TEXT SEGMENT:

Describe the problem/error/question
I am trying to parse a PDF document in a structured JSON output using LLM. This works well, but it only every parses the first paragraph of the document.
Example: I am trying to Parse: PDF Link into the following format:
{
“title”: “I. Compliance and reporting obligations”,
“section”: “1. General compliance expectation”,
“paragraph_number”: “2.”,
“text”: “Guidelines reflect EBA’s view on appropriate supervisory practices in the ESFS and application of Union law.”
}
In my promt I explicitly tell the LLM (I tried Gemini Pro as well as ChatGPT 4o) to create 20 JSON objects for the first 20 paragraphs. The parsing works, but it stops after outputting the first JSON. What do I have to to in order to create all 20 (or if it starts working all >130 in one go) JSON?
If i input this promt into chatGPT directly it works just fine.
What is the error message (if any)?
Please share your workflow
{
“nodes”: [
{
“parameters”: {
“operation”: “download”,
“fileId”: {
“__rl”: true,
“value”: “={{ $json.id }}”,
“mode”: “id”
},
“options”: {}
},
“id”: “4069217f-22e0-41b7-9b0b-86f3ab2674df”,
“name”: “Download PDF 1 from Google Drive”,
“type”: “n8n-nodes-base.googleDrive”,
“typeVersion”: 3,
“position”: [
180,
40
],
“credentials”: {
“googleDriveOAuth2Api”: {
“id”: “E0r3UzaAAWTYH1dR”,
“name”: “Google Drive account”

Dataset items

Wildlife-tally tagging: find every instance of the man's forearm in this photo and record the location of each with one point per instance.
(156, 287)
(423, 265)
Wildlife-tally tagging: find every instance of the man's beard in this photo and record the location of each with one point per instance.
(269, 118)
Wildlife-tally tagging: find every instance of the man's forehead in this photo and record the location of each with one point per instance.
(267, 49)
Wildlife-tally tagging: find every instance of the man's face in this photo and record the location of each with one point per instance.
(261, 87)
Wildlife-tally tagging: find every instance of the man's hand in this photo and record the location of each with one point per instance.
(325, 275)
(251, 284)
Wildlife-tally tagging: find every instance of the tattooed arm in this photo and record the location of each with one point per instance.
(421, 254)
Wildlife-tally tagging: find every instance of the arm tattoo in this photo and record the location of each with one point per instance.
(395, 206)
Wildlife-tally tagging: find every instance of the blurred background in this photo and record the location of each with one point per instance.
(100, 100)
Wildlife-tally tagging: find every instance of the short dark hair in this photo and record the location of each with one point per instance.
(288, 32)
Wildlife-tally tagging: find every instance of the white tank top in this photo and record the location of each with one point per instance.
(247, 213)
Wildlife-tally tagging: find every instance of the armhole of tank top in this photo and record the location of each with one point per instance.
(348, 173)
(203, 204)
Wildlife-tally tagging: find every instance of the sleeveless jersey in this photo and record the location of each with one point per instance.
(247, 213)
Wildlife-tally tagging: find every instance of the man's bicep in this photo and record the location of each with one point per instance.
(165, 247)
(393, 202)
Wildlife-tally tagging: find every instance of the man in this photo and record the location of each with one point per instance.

TASK LIST:
a: According to the forum thread about parsing a PDF with an LLM, why does the poster ask what must be done to get all 20 JSON objects? Answer in one to three sentences.
b: Rewrite the paragraph of the forum thread about parsing a PDF with an LLM that begins "In my promt I explicitly tell" as a short list, keeping its main facts.
c: Carry on the forum thread about parsing a PDF with an LLM from where it stops.

ANSWERS TO THE PROBLEMS:
a: The prompt explicitly tells the LLM (Gemini Pro or ChatGPT 4o) to create 20 JSON objects for the first 20 paragraphs, but the parsing stops after the first JSON. The poster wants all 20, or ideally all of the more than 130 paragraphs, produced in one go.

b:
- The prompt explicitly asks the LLM for 20 JSON objects, one for each of the first 20 paragraphs.
- Both Gemini Pro and ChatGPT 4o were tried.
- Parsing works, but output stops after the first JSON.
- The question is how to get all 20, or all of the more than 130 paragraphs, in one go.

c:
}
}
},
{
“parameters”: {
“resource”: “fileFolder”,
“searchMethod”: “query”,
“queryString”: “not name contains ‘outsourcing’”,
“filter”: {
“folderId”: {
“__rl”: true,
“value”: “1nFQIIShX8vUdUflNFNxMMs4ePePSJ08w”,
“mode”: “list”,
“cachedResultName”: “Regulatorikvergleich”,
“cachedResultUrl”: “https://drive.google.com/drive/folders/1nFQIIShX8vUdUflNFNxMMs4ePePSJ08w”
},
“whatToSearch”: “files”
},
“options”: {}
},
“type”: “n8n-nodes-base.googleDrive”,
“typeVersion”: 3,
“position”: [
-20,
40
],
“id”: “17ec3382-833f-43e1-a23e-202d512a03f7”,
“name”: “Search files and folders1”,
“credentials”: {
“googleDriveOAuth2Api”: {
“id”: “E0r3UzaAAWTYH1dR”,
“name”: “Google Drive account”
}
}
},
{
“parameters”: {},
“type”: “n8n-nodes-base.manualTrigger”,
“typeVersion”: 1,
“position”: [
-220,
40
],
“id”: “26b00624-75f5-4409-84d4-47ba985b05c2”,
“name”: “When clicking ‘Execute workflow’”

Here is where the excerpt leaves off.